Task objective: Return the entire listing, character for character.

----- Exercise data -----

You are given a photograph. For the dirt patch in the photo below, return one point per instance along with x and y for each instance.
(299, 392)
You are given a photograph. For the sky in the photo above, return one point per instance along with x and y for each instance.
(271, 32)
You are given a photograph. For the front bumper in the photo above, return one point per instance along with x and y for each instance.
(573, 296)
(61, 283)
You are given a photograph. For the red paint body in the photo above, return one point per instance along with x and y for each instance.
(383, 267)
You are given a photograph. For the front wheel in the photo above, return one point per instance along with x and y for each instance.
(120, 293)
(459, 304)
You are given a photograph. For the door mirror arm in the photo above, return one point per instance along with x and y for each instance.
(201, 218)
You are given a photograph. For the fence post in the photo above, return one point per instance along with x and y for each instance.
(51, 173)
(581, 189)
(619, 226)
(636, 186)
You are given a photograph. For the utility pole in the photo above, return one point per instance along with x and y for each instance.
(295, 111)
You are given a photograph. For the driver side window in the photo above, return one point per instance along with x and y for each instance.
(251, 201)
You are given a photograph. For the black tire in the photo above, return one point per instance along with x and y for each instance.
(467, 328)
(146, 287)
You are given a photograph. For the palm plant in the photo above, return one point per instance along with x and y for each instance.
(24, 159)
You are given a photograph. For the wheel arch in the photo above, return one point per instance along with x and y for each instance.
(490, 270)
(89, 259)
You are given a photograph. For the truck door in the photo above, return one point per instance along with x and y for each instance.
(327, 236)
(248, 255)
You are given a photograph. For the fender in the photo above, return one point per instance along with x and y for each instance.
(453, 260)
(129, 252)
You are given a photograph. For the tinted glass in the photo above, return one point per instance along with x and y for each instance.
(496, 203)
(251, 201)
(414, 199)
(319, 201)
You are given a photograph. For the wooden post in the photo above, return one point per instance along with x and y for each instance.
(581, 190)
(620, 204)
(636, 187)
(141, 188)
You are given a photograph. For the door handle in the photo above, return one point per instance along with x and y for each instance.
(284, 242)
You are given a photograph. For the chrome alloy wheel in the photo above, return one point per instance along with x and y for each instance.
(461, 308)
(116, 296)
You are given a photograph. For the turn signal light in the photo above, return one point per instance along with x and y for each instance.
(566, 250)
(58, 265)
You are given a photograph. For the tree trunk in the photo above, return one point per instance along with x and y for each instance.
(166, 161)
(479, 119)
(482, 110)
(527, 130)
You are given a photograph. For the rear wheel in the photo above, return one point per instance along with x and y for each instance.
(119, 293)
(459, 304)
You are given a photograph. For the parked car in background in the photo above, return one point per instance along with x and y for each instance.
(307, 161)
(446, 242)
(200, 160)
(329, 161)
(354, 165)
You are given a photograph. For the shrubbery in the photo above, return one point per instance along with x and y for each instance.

-----

Exercise output:
You are given a photograph. For the dirt patch in the photo below, return one point per instance along with x and y for each instance.
(299, 392)
You are given a photograph. For the sky in the photo above, return one point per instance along with x and y for each instance.
(271, 32)
You are given a photograph. For the front bumper in the photo above, return one point per instance along with x and y for each instance.
(573, 296)
(61, 283)
You are given a photograph. For the red paint body in the photo above, return one point per instance along with x and y for each instance.
(383, 267)
You are given a photograph. For the front wheel in the photo above, return one point per instance along with x and y for each instance.
(120, 293)
(459, 304)
You are given a photograph. For the door mirror arm in the photo above, return one point per instance along with x and y for each instance.
(201, 218)
You are given a photograph. For the fence post in the photo above, return one point per instance along with x and y for each instance.
(51, 173)
(581, 189)
(619, 226)
(636, 186)
You are given a photograph. For the utility pole in the photo above, return one point per instance along with x and y for each instance.
(295, 111)
You are given a photograph. For the driver side window in the photo above, return one point per instance along with x and y for each instance.
(251, 201)
You are given a photograph. For the black tire in the photo above, return one point per instance along with x and y for each instance.
(467, 328)
(146, 287)
You are given a photograph. For the palm plant in the photo above, return one point per instance along with x and y for each instance.
(24, 159)
You are given a photograph. For the wheel arch in the photo above, return one point per instance along with x and y for each instance.
(490, 270)
(89, 259)
You are given a photograph. For the truck door in the photo above, return one point per instance along with x and y for each instance.
(327, 236)
(248, 255)
You are given a photograph. For the fender in the photo above, return one point per instance along with x and y for each instance.
(453, 260)
(129, 252)
You are given a photograph. For the tinted glass in the photo above, return one point per instance along with x and y for each instance.
(496, 203)
(251, 201)
(414, 199)
(319, 201)
You are given a photograph. For the wooden post in the photo above, return one point per instance along with x and y for each instance.
(581, 190)
(620, 204)
(636, 187)
(141, 188)
You are given a photograph. For the door handle in the photo above, return one point per instance along with x and y for each instance.
(284, 242)
You are given a photograph. For the chrome alloy wheel in the photo above, return one point per instance along with x and y for each instance.
(461, 308)
(116, 296)
You are given a photograph. For the turn signal light in the photo above, return one point per instance along with x and y for each instance.
(566, 250)
(58, 265)
You are given a photograph. For the tree trunk in the photo above, return one point per instance along with x and y for each instance.
(166, 161)
(479, 119)
(482, 110)
(527, 130)
You are given a photograph. For the rear wheel in the photo above, return one point per instance along with x and y for each instance.
(119, 293)
(459, 304)
You are given a photograph. For the parked car in background in the photo above, return one point per instance along with x and y for each instance.
(307, 161)
(446, 242)
(200, 160)
(329, 161)
(354, 165)
You are given a photograph. For the shrubbery in the photo above, return one point per instance along with x and y for each instance.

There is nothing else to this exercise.